* [Exercise prompt]: Output as a JSON list of strings, one per line with blank lines omitted, the records from the line containing "Locate the distant" through the line containing "<point>538,196</point>", including both.

* [Stored data]:
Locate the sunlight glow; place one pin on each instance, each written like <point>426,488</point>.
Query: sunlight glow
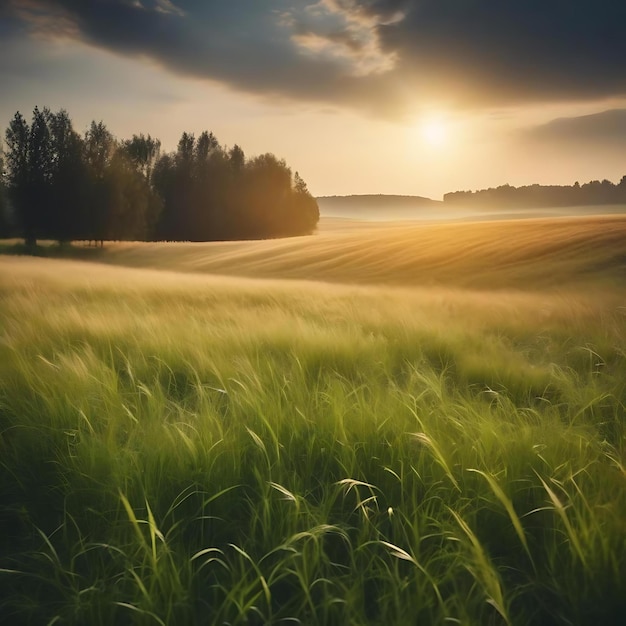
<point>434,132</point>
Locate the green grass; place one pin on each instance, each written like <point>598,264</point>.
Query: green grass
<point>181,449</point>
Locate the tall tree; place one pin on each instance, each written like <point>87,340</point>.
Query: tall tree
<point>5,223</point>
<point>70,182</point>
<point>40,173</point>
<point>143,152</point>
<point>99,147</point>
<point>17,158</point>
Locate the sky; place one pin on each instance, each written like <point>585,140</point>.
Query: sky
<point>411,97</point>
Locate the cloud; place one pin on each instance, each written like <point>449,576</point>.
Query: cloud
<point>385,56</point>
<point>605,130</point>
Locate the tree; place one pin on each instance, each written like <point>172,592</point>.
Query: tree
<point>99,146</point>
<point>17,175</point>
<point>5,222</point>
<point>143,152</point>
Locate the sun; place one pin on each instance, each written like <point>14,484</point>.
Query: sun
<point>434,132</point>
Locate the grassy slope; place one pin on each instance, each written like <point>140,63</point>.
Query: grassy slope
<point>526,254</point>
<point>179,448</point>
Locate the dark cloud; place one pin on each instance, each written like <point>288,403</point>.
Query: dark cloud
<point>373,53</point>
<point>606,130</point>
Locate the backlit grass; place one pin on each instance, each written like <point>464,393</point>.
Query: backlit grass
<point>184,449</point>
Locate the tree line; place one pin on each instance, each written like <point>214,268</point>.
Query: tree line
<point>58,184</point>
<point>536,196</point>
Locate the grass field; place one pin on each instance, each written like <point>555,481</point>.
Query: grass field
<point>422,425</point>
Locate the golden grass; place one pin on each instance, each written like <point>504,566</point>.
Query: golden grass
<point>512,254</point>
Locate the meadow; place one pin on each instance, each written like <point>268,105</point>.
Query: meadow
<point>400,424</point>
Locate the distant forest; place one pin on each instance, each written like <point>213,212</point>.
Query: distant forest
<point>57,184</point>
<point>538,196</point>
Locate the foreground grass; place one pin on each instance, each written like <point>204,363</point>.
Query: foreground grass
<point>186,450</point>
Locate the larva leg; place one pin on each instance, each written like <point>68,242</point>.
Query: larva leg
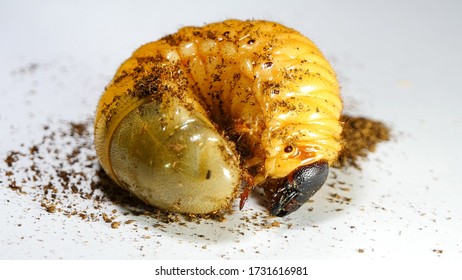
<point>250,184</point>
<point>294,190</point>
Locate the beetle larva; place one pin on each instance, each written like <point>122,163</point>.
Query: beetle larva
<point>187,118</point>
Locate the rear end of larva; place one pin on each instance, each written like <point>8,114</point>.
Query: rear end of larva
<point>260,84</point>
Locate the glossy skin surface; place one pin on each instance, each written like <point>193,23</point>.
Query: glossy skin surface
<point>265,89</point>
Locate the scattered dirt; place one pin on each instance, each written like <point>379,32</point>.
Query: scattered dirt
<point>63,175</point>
==
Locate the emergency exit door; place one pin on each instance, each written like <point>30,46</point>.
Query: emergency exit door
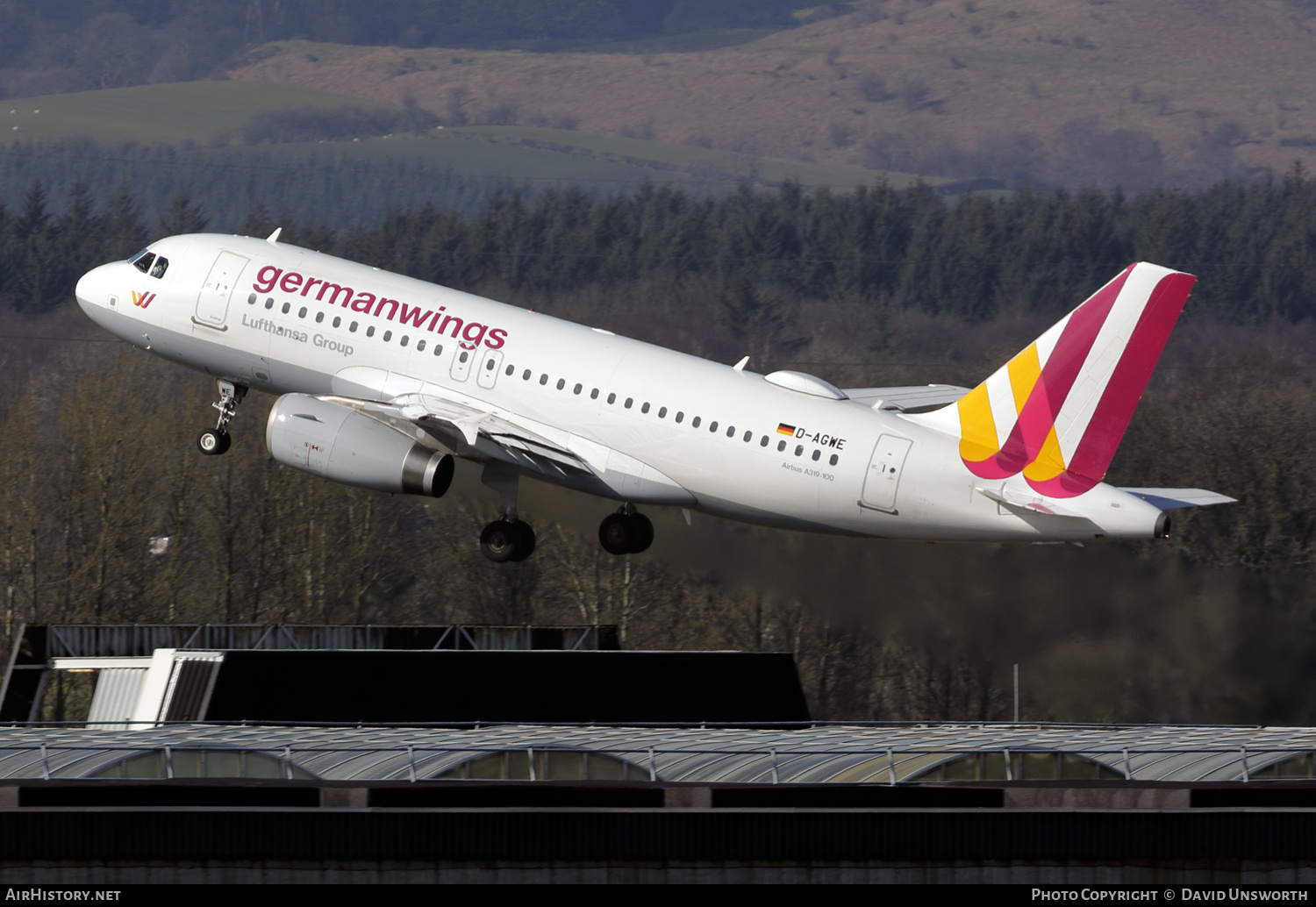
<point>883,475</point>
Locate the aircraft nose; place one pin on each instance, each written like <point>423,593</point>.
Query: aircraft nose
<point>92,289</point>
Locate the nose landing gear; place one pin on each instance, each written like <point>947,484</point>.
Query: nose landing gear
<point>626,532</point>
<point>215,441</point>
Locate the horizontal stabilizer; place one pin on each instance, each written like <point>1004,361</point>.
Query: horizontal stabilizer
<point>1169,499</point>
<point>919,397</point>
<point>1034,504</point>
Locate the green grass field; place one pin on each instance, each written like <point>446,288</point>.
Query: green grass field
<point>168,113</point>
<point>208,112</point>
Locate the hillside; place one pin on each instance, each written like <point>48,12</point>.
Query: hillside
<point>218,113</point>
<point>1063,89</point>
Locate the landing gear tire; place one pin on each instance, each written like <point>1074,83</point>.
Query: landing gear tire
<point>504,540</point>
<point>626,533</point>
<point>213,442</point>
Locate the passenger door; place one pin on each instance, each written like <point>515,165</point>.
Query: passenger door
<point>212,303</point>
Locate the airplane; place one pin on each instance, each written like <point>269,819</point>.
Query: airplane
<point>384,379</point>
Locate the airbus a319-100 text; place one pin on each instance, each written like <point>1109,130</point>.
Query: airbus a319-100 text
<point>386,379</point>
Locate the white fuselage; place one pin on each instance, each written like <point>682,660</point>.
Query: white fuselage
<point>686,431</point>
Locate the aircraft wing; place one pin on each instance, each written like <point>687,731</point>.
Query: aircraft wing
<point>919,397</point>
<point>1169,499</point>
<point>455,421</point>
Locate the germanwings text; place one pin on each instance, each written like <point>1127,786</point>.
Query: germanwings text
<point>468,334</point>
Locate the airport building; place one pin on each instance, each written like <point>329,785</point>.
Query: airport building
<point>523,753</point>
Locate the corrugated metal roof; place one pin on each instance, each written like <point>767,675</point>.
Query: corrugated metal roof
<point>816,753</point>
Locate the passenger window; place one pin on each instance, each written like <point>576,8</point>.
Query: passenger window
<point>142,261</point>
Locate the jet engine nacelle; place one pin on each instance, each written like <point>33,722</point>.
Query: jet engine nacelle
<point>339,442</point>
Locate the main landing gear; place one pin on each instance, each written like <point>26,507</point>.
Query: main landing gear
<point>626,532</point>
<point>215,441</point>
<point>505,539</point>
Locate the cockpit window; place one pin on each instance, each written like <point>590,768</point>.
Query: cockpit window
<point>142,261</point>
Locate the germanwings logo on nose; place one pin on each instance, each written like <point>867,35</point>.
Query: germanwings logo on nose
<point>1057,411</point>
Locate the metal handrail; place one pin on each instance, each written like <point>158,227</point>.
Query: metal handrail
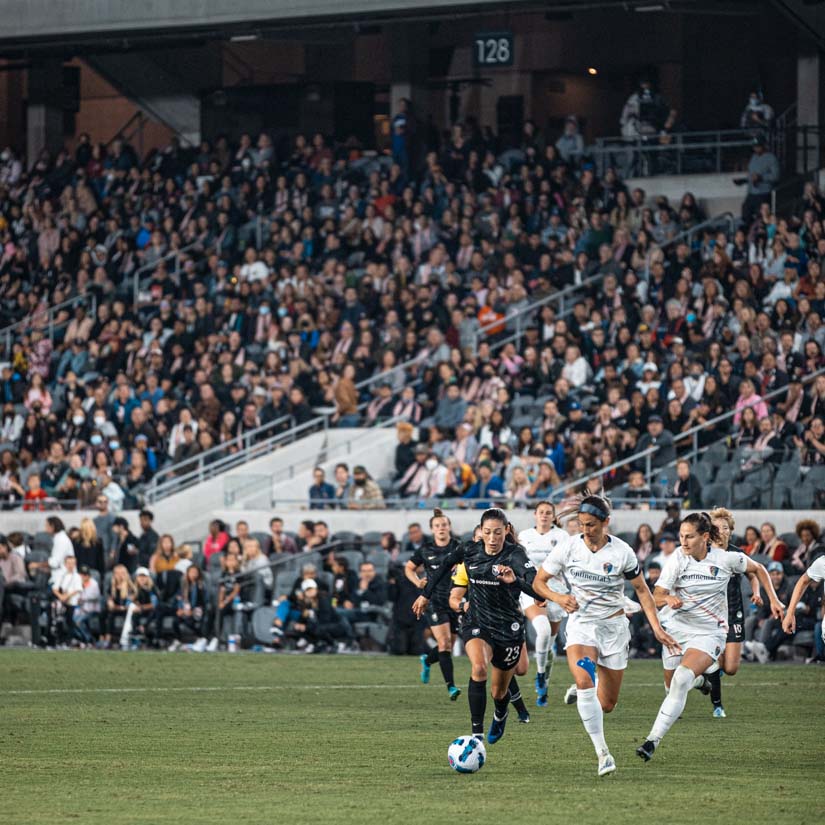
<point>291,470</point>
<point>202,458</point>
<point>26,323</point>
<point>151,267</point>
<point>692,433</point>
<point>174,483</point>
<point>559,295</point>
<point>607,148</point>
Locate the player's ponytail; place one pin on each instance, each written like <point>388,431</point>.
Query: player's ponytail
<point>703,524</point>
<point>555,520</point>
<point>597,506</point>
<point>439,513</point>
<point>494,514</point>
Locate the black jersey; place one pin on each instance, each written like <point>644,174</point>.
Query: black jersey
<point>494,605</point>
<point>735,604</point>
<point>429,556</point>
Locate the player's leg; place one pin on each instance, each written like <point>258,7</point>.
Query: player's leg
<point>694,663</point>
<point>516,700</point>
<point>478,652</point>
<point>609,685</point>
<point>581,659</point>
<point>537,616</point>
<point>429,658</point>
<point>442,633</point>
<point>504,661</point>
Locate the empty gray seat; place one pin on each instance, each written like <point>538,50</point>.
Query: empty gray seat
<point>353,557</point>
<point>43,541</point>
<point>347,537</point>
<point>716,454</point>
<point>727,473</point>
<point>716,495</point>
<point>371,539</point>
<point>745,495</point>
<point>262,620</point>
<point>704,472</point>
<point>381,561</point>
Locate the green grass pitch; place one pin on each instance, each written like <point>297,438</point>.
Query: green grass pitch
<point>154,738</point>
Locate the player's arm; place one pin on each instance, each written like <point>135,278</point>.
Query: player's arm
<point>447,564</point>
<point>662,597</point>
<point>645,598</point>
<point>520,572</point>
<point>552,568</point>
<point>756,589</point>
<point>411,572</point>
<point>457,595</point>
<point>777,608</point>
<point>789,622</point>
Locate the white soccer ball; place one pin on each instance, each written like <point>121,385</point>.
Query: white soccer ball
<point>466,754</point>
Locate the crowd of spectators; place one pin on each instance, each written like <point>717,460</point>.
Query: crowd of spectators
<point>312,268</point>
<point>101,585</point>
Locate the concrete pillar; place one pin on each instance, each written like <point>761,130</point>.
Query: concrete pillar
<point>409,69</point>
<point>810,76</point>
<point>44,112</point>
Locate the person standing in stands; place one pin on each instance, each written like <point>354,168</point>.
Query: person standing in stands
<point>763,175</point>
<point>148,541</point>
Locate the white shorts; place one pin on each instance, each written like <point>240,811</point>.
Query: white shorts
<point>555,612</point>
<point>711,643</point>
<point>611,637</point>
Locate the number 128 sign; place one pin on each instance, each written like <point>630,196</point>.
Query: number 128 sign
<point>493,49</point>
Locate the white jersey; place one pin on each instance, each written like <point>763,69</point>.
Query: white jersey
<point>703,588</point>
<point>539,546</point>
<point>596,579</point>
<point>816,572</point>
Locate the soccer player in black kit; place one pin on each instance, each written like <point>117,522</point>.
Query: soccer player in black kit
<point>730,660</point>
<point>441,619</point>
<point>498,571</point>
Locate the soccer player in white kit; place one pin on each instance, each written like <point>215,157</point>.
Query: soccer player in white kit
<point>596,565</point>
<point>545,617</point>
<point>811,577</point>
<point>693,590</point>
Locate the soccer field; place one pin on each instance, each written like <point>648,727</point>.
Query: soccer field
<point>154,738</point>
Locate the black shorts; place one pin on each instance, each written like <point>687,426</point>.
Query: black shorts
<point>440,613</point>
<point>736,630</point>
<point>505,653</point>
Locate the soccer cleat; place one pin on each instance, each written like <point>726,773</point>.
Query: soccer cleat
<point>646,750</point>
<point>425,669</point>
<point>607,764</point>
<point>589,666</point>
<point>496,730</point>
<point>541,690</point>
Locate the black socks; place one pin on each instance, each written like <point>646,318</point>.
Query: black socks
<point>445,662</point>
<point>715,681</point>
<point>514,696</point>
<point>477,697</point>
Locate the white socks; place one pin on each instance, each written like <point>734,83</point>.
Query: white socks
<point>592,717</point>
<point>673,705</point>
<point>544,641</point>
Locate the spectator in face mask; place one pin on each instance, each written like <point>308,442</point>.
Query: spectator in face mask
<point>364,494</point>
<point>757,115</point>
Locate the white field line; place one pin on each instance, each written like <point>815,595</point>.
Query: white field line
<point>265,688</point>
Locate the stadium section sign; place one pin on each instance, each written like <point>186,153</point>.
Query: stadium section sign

* [Output]:
[
  "Locate the distant forest; place one pin on each instance, each written like <point>213,212</point>.",
  "Query: distant forest",
  "<point>57,184</point>",
  "<point>538,196</point>"
]